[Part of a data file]
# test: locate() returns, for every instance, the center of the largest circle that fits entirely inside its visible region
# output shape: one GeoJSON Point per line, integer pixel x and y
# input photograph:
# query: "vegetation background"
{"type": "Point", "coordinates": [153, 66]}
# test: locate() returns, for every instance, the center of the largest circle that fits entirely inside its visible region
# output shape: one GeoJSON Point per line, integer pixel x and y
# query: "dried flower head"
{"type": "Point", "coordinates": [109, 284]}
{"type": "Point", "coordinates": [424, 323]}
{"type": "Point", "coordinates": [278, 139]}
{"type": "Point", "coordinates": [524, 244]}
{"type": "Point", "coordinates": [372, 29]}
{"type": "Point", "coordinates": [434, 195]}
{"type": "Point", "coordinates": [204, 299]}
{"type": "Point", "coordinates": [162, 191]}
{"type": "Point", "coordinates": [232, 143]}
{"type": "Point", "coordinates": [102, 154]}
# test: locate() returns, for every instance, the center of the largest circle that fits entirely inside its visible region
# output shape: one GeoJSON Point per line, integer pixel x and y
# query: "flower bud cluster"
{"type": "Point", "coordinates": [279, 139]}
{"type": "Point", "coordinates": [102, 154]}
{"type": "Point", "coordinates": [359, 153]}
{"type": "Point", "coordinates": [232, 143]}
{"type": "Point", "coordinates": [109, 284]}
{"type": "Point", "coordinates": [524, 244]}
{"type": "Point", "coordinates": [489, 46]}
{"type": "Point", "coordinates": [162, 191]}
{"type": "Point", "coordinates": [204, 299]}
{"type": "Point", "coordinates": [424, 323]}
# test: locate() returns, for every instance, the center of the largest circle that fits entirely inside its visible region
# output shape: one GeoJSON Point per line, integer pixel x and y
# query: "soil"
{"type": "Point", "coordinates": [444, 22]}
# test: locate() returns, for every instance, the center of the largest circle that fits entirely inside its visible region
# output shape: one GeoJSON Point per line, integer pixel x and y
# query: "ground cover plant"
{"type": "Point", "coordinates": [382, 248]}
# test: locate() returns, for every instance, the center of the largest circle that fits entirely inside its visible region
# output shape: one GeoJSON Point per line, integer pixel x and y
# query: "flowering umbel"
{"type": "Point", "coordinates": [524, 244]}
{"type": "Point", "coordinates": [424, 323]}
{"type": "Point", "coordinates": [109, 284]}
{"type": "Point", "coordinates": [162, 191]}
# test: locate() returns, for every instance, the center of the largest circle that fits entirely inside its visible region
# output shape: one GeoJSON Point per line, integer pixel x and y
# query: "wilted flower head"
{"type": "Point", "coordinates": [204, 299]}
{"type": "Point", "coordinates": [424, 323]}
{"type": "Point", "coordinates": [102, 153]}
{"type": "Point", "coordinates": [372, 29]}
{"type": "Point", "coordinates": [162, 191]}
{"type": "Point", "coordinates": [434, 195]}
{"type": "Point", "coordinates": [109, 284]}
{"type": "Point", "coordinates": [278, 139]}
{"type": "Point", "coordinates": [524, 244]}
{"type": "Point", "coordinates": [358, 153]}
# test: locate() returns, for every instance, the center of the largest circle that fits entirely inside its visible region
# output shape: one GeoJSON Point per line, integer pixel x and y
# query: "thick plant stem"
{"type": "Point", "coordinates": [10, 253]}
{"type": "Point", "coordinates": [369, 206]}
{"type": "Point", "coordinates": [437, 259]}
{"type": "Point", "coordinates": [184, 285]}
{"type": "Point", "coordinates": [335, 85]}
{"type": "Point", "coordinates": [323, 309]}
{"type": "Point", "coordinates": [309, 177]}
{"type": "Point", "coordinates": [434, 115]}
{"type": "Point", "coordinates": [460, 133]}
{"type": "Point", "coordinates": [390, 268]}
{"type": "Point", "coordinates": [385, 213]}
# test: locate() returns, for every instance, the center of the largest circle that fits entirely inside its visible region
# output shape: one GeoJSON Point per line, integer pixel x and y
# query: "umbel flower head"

AIM OF THE EXERCISE => Write every record out again, unaltered.

RESPONSE FOR THIS EXERCISE =>
# test: locate() returns, for every instance, the center of the largest circle that fits entirely inside its visible region
# output shape: one GeoJSON Point per line, integer pixel x and y
# input photograph:
# query: "vegetation background"
{"type": "Point", "coordinates": [153, 66]}
# test: locate() returns, for every instance, the center of the largest circle that fits entirely inside its visible region
# output shape: one GeoJSON Point per line, integer pixel x and y
# query: "dried flower head"
{"type": "Point", "coordinates": [109, 284]}
{"type": "Point", "coordinates": [424, 323]}
{"type": "Point", "coordinates": [278, 139]}
{"type": "Point", "coordinates": [524, 244]}
{"type": "Point", "coordinates": [372, 29]}
{"type": "Point", "coordinates": [434, 195]}
{"type": "Point", "coordinates": [204, 299]}
{"type": "Point", "coordinates": [162, 191]}
{"type": "Point", "coordinates": [232, 143]}
{"type": "Point", "coordinates": [102, 154]}
# test: locate() returns, for every instance, the center of the largest circle that fits entirely inside its visible region
# output shape: one GeoJSON Point per line, integer pixel x and y
# query: "flower bud cluster"
{"type": "Point", "coordinates": [279, 139]}
{"type": "Point", "coordinates": [102, 154]}
{"type": "Point", "coordinates": [359, 153]}
{"type": "Point", "coordinates": [232, 143]}
{"type": "Point", "coordinates": [109, 284]}
{"type": "Point", "coordinates": [524, 244]}
{"type": "Point", "coordinates": [489, 46]}
{"type": "Point", "coordinates": [162, 191]}
{"type": "Point", "coordinates": [204, 299]}
{"type": "Point", "coordinates": [424, 323]}
# test: locate() returns, for every instance, the center of the largest circle that fits entirely inside its visible region
# output shape: one GeoJSON Point per line, integer pixel x and y
# query: "soil"
{"type": "Point", "coordinates": [444, 22]}
# test: locate() returns, for every instance, the center of the largest circle that fits entirely inside its visible region
# output shape: one GeoJSON Point per line, integer pixel x and y
# query: "ground cover plant"
{"type": "Point", "coordinates": [382, 248]}
# test: locate() returns, for every instance, the center of the largest circle that fits entirely inside its visible region
# output shape: one GeoJSON Point per line, integer pixel x and y
# query: "flowering umbel"
{"type": "Point", "coordinates": [524, 244]}
{"type": "Point", "coordinates": [424, 323]}
{"type": "Point", "coordinates": [109, 284]}
{"type": "Point", "coordinates": [162, 191]}
# test: locate() returns, for every instance, the center of the largest circle that fits entirely inside its visible region
# output shape: one GeoJSON Point per line, integer pixel x and y
# query: "wilted flower head"
{"type": "Point", "coordinates": [204, 299]}
{"type": "Point", "coordinates": [424, 323]}
{"type": "Point", "coordinates": [102, 153]}
{"type": "Point", "coordinates": [372, 29]}
{"type": "Point", "coordinates": [162, 191]}
{"type": "Point", "coordinates": [434, 195]}
{"type": "Point", "coordinates": [109, 284]}
{"type": "Point", "coordinates": [278, 139]}
{"type": "Point", "coordinates": [524, 244]}
{"type": "Point", "coordinates": [358, 153]}
# test: locate() returns, for every instance, the center of the largest circle that fits entirely inside its visible region
# output shape: one GeoJSON Point per line, integer pixel x and y
# query: "thick plant stem"
{"type": "Point", "coordinates": [10, 253]}
{"type": "Point", "coordinates": [369, 206]}
{"type": "Point", "coordinates": [437, 259]}
{"type": "Point", "coordinates": [184, 285]}
{"type": "Point", "coordinates": [335, 85]}
{"type": "Point", "coordinates": [323, 309]}
{"type": "Point", "coordinates": [309, 177]}
{"type": "Point", "coordinates": [434, 115]}
{"type": "Point", "coordinates": [460, 133]}
{"type": "Point", "coordinates": [390, 268]}
{"type": "Point", "coordinates": [385, 213]}
# test: locate() returns, for every instance, the center of the largest circle that fits entirely inside its visible region
# output shape: one GeoJSON Point per line, integer pixel x and y
# query: "umbel flower head"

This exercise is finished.